Set down each line of the listing exactly as it reads.

◆ Material provided:
━━━
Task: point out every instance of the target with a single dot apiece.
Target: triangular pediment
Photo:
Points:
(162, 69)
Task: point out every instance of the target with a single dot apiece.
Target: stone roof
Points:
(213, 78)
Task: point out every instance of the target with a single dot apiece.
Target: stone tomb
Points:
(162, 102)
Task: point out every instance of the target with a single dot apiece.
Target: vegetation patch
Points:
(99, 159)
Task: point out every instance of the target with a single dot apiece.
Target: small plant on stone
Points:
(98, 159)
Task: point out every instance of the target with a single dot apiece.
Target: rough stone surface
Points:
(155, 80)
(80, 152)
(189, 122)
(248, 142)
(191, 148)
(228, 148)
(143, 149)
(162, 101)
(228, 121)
━━━
◆ Output of the exercise:
Task: point out every instance of the target with a single dot apiece.
Target: triangular pediment
Photo:
Points:
(162, 69)
Task: point out every instance of the target with a single dot apiece.
Target: stone roof
Points:
(213, 78)
Task: point out every instance of the target with a single dot apiece.
Target: stone tomb
Points:
(162, 102)
Task: point out every instance of the target with a single dot apiece.
Target: vegetation patch
Points:
(99, 159)
Task: point out every instance of the target with a single dot apiece.
Target: small plant on stone
Points:
(98, 159)
Task: point out every instance of the target with a single dot apiece.
Target: rough stone surface
Points:
(155, 80)
(80, 152)
(189, 122)
(248, 142)
(191, 148)
(228, 148)
(143, 149)
(162, 101)
(228, 121)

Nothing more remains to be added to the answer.